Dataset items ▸

+===+

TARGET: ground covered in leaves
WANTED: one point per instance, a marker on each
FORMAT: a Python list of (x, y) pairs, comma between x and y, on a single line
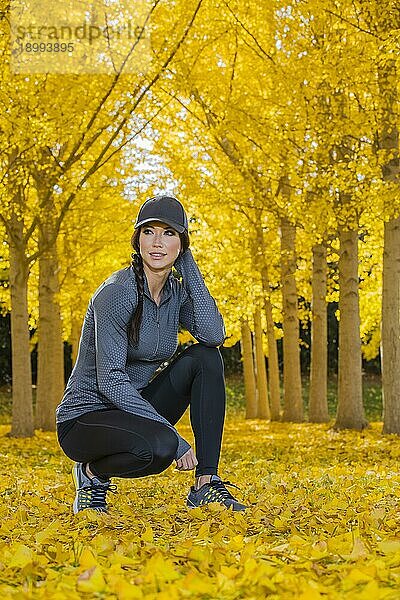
[(323, 522)]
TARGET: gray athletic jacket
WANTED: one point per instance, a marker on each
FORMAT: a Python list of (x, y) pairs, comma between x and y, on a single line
[(109, 372)]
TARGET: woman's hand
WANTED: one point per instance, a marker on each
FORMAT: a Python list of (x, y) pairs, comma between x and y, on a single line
[(187, 461)]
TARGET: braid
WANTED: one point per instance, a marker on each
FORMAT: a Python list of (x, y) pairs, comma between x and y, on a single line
[(134, 326)]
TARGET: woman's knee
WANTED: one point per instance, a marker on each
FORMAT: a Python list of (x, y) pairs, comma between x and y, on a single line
[(208, 355), (164, 446)]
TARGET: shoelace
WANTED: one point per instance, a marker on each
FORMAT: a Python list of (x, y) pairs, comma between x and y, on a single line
[(220, 487), (99, 492)]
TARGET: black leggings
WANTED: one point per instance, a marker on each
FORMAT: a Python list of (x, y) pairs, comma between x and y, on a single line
[(119, 444)]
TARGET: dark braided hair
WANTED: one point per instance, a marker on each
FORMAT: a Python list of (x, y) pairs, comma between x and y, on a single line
[(137, 264)]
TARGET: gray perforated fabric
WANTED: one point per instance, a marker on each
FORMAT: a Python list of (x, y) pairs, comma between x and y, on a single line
[(109, 372)]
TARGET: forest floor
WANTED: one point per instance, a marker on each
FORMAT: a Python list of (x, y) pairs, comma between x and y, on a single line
[(323, 521)]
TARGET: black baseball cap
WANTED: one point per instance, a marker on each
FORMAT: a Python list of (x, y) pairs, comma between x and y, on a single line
[(163, 208)]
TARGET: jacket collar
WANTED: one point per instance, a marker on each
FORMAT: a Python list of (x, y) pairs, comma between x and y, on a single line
[(165, 292)]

+===+

THE REQUEST ▸ Rewrite all of the data above as a numbered list with no blank lines, leaving the pictures out.

ANSWER BELOW ▸
1. TARGET: ground covered in leaves
2. WANTED: one point per instance, a marker on each
3. FORMAT: a Python list of (x, y) pairs, comma between x and y, on a single line
4. [(323, 522)]
5. TARGET: gray athletic jacket
6. WANTED: one point per instance, a marker on each
7. FORMAT: a Python list of (x, y) pairs, comma between x and y, on a single line
8. [(109, 372)]
9. TARGET: woman's hand
10. WANTED: one point per instance, a marker on each
11. FORMAT: a Python list of (x, y) pairs, comma between x and y, on a single line
12. [(187, 461)]
13. TARGET: braid
14. WANTED: one point per instance, a marker on each
15. FORMAT: a Python list of (x, y) pairs, comma between x and y, on a single line
16. [(134, 326)]
17. TARGET: woman's knee
18. WANTED: one point per instance, a marker on each
19. FORMAT: a Python list of (x, y) pairs, comma between x and y, on a single line
20. [(208, 355), (164, 446)]
21. TARGET: shoelace
22. WANTED: one point per instance, a marker on each
23. FORMAT: a Python list of (x, y) pairs, comma between x and y, on a single line
24. [(220, 487), (99, 492)]
25. TARGET: black leggings
26. WANTED: one point per instance, a marker on each
27. FORMAT: a Python list of (x, y) pairs, comma between x and y, on a single line
28. [(119, 444)]
29. TARGET: dark braided hair
30. WANTED: one point per instance, a marker on each
31. FORMAT: a Python list of (x, y) pairs, comma between x and y, on a single line
32. [(137, 264)]
33. TARGET: gray perforated fabric
34. WANTED: one point per instance, a marker on each
35. FORMAT: a Python list of (x, y) pairs, comma between x and y, on a single line
36. [(109, 372)]
37. TARGET: forest floor
38. WANTED: one point per instance, a marker on each
39. FORMAT: a Python list of (x, y) pairs, comma between x and y, on a single line
40. [(323, 521)]
41. TARGET: black baseball cap
42. WANTED: one point per instance, a marker on each
43. FORMAT: a Python list of (x, y) pairs, comma between x and y, on a single line
44. [(163, 208)]
45. TARGET: jacket collar
46. WANTED: one point per instance, a marker on each
47. FORMAT: a Python list of (x, y) pairs, comma between x and y, on a single line
48. [(165, 292)]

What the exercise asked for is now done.